Image region outline entries:
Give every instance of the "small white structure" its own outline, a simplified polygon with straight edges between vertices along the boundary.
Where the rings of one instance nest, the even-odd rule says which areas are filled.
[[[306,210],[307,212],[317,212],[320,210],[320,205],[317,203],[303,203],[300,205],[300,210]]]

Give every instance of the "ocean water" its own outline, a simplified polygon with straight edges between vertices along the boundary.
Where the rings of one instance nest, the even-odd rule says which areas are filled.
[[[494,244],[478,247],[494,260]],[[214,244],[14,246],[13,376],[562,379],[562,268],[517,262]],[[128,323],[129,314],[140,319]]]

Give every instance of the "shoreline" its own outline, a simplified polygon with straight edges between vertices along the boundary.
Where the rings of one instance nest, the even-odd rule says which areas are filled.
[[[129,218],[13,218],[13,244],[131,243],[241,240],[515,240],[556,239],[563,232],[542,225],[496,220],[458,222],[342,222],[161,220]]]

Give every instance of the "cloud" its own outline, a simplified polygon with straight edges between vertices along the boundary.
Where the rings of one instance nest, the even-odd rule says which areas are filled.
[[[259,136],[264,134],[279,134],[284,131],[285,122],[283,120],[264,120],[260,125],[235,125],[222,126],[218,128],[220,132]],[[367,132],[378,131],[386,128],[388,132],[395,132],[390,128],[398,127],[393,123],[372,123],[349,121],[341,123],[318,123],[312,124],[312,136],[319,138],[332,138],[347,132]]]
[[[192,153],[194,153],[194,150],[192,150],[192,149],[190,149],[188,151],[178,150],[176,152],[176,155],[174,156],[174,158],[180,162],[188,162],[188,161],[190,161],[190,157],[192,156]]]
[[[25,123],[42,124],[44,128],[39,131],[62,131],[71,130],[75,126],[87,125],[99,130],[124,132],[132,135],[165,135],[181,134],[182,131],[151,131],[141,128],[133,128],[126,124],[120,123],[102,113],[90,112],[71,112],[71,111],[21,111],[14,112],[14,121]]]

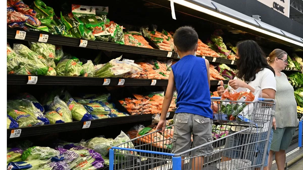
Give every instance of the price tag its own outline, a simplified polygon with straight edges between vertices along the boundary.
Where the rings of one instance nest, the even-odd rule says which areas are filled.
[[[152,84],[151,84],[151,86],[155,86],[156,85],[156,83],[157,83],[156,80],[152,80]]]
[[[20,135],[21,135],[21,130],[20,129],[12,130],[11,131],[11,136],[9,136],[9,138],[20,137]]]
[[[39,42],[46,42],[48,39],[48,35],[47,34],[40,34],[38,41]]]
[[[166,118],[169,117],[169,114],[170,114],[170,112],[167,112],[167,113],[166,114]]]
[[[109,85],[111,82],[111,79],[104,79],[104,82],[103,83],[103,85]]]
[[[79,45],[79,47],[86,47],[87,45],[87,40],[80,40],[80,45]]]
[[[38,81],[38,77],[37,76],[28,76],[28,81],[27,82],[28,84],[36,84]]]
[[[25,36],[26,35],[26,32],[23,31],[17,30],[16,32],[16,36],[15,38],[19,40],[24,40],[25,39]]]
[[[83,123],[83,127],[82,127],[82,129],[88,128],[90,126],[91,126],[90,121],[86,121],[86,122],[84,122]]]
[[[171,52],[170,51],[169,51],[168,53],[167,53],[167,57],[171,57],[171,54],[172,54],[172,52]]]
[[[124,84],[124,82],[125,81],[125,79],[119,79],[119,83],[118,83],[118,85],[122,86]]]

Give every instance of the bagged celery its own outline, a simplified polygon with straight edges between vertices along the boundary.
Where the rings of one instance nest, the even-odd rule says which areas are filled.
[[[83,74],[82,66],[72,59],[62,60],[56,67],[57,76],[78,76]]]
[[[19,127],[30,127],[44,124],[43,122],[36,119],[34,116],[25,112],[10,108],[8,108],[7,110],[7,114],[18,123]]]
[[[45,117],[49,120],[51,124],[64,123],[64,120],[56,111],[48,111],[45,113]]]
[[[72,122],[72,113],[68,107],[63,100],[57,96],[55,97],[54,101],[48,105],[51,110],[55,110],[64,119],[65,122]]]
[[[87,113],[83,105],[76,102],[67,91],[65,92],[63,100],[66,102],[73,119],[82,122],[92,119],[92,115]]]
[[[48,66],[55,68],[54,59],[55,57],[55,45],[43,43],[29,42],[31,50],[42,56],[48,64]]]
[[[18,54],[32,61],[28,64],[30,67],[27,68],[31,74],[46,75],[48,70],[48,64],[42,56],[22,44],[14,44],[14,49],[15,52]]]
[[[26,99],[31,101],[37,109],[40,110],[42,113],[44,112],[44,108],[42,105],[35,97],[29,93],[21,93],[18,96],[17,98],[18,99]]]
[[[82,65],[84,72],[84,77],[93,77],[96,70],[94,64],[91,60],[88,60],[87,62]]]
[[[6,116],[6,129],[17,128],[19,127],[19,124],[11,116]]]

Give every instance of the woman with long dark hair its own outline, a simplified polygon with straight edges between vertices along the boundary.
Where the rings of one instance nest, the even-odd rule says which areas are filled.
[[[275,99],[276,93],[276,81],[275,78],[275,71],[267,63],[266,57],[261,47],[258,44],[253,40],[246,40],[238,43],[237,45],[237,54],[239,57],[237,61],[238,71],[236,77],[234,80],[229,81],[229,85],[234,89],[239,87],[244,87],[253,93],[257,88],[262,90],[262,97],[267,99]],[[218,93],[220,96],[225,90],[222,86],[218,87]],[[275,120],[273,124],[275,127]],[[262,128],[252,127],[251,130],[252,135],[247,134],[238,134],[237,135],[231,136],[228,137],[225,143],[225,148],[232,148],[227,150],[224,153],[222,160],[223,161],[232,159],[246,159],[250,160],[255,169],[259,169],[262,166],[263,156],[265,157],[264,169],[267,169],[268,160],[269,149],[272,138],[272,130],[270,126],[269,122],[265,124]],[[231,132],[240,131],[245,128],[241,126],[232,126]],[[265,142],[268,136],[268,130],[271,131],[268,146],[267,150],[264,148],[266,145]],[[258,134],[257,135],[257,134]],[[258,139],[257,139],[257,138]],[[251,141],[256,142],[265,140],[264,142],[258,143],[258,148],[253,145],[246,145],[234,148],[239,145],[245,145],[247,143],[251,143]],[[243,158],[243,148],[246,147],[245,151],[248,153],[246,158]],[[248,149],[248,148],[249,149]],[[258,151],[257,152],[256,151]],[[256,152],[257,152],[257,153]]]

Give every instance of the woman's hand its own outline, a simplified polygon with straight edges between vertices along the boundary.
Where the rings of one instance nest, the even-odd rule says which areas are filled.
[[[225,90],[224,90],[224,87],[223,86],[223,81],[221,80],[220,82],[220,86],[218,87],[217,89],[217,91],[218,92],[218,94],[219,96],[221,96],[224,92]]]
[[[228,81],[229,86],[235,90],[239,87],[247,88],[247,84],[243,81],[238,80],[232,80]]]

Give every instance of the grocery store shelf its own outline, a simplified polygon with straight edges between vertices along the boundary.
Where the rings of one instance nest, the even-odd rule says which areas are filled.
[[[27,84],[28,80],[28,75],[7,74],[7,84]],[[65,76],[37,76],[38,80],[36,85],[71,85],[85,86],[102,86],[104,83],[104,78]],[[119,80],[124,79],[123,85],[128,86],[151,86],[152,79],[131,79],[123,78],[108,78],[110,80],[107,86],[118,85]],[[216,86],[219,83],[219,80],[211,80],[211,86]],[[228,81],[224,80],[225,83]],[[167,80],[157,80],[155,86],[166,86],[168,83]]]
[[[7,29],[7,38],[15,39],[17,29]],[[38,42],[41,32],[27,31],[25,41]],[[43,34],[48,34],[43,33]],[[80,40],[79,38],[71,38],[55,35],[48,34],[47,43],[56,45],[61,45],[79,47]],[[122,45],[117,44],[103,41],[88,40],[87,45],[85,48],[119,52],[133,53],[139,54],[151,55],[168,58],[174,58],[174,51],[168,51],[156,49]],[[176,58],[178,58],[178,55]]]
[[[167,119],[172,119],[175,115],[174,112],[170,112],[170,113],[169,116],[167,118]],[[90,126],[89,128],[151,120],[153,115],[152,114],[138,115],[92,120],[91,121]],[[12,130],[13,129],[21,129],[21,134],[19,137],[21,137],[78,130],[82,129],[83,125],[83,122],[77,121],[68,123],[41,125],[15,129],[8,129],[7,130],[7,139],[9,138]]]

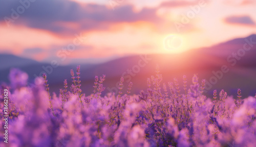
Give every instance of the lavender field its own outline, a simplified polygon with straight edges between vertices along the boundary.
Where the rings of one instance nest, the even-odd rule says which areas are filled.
* * *
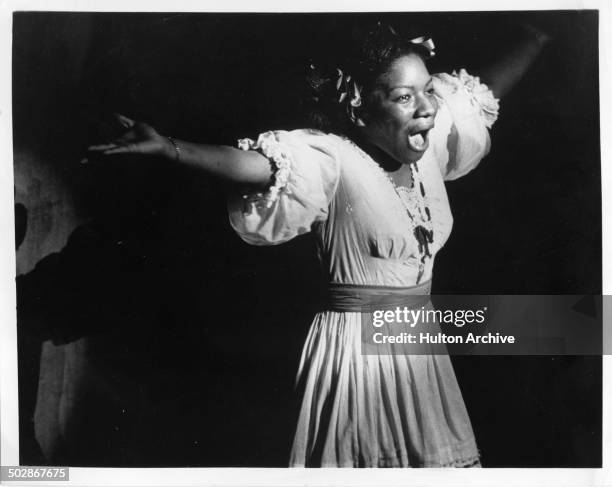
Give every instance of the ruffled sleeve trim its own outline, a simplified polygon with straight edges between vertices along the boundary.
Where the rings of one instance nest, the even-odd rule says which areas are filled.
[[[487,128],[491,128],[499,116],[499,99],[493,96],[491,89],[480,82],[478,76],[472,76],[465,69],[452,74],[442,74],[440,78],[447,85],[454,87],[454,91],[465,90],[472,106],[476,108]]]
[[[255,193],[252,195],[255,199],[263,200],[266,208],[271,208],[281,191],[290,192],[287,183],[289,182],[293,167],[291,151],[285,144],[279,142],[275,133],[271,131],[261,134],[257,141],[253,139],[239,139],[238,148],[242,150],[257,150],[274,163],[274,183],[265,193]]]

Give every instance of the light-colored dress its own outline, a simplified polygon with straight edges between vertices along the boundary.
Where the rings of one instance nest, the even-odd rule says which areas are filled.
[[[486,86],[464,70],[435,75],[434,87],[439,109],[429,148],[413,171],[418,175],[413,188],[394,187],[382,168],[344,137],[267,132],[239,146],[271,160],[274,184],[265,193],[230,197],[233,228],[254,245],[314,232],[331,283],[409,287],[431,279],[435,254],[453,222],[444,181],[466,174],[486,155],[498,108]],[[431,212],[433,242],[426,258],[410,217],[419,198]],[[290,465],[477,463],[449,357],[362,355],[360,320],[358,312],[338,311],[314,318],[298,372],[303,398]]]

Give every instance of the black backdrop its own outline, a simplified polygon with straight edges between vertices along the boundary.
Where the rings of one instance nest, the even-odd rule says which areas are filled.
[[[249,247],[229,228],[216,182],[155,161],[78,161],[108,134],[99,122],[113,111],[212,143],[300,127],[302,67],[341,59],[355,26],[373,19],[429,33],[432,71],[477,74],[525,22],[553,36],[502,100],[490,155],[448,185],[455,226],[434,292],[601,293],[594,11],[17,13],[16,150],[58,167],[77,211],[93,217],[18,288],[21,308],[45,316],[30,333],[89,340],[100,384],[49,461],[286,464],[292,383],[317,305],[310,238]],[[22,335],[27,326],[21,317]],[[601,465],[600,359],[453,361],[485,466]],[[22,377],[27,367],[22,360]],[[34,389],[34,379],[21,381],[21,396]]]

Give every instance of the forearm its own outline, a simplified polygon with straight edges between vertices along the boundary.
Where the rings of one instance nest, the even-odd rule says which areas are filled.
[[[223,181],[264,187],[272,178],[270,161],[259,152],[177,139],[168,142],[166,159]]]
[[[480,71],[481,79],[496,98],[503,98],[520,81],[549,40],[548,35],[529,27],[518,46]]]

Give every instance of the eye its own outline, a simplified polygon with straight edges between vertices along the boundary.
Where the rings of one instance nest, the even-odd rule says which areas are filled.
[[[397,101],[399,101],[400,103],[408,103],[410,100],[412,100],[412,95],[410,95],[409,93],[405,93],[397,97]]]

Exercise task
Locate each line of the entries above that contains the word "woman", and copy those lines.

Task response
Give every instance of the woman with long dark hair its own outline, a simplified polygon with straight edges between vertices along the boundary.
Give every instance of the woman's hand its own outline, a simplified polygon with straight edges between vertices along the boundary.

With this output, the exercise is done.